Work to be completed — Below are records; give the number of their lines that contain "task", and only that number.

Information provided —
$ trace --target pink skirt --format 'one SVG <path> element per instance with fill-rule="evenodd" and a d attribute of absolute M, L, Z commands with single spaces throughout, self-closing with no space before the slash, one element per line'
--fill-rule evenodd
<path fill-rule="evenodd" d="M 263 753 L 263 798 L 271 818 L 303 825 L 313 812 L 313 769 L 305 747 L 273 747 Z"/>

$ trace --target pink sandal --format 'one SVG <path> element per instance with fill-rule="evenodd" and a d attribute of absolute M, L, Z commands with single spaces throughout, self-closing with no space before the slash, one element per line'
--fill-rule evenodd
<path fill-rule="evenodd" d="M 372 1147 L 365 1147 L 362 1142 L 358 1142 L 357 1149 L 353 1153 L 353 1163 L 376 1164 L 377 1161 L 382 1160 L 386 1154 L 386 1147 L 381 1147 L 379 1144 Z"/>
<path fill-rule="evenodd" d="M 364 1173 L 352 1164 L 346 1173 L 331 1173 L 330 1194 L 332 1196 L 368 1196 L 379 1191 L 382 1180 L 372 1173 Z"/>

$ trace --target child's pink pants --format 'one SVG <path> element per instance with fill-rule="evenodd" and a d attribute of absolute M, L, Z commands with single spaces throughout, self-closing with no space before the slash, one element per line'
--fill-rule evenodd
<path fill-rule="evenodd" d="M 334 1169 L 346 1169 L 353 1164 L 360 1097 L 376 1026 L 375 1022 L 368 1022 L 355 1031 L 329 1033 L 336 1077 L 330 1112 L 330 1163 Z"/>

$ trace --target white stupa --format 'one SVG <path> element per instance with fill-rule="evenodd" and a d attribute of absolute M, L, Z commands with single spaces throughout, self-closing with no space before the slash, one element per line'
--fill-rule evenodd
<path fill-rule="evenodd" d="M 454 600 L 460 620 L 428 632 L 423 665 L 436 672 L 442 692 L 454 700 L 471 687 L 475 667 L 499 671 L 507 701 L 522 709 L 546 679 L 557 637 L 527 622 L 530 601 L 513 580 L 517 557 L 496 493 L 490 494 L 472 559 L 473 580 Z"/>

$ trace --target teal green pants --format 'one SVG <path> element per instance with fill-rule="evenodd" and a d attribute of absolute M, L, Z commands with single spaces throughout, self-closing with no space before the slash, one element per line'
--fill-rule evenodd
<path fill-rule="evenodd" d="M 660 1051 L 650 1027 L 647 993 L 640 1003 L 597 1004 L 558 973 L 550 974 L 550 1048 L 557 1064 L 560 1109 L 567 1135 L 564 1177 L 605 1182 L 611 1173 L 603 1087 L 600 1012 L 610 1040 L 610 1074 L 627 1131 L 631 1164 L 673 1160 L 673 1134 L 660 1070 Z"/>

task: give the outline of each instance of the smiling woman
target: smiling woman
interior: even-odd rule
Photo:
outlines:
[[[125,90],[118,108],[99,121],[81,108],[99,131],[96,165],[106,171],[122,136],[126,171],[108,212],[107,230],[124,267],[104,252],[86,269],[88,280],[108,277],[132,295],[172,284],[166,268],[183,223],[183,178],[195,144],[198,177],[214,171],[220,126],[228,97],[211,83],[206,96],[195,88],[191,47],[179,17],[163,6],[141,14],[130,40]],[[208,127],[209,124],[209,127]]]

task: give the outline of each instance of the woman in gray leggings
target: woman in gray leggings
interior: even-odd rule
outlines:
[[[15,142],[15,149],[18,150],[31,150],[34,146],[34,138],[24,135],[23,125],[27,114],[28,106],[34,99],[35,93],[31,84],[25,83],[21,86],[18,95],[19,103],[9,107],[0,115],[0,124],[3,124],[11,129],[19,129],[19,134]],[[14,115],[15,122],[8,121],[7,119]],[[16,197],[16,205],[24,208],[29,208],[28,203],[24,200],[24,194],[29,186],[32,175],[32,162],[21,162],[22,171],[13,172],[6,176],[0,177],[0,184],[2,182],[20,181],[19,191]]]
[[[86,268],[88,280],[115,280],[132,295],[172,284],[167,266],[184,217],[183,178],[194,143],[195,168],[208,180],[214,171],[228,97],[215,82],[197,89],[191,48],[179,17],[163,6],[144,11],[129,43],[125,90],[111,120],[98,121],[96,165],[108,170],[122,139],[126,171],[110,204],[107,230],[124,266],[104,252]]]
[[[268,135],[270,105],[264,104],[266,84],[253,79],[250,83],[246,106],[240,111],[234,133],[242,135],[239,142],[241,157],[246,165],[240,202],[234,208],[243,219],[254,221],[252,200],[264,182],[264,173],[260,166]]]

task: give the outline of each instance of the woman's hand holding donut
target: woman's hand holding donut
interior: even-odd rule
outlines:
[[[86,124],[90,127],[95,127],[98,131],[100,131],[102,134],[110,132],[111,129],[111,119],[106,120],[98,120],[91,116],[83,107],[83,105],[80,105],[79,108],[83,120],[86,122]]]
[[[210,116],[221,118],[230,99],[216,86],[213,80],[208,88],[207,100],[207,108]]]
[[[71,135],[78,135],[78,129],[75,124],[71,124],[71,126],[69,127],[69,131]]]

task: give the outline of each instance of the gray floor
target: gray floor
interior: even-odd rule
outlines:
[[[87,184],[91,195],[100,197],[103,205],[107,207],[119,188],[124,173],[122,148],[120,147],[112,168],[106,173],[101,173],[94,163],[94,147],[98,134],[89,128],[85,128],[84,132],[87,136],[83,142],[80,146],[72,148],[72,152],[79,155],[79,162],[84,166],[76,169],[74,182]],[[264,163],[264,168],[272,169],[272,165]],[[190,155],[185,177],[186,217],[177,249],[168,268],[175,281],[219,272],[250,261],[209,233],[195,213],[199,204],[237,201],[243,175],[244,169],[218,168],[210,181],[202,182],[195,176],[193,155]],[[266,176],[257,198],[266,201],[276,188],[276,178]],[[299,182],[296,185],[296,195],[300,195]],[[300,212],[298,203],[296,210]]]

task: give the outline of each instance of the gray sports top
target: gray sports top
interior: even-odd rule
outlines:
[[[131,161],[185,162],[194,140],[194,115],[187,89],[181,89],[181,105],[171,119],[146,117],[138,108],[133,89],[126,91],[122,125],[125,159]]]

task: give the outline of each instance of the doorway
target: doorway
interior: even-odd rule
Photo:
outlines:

Expected answer — 6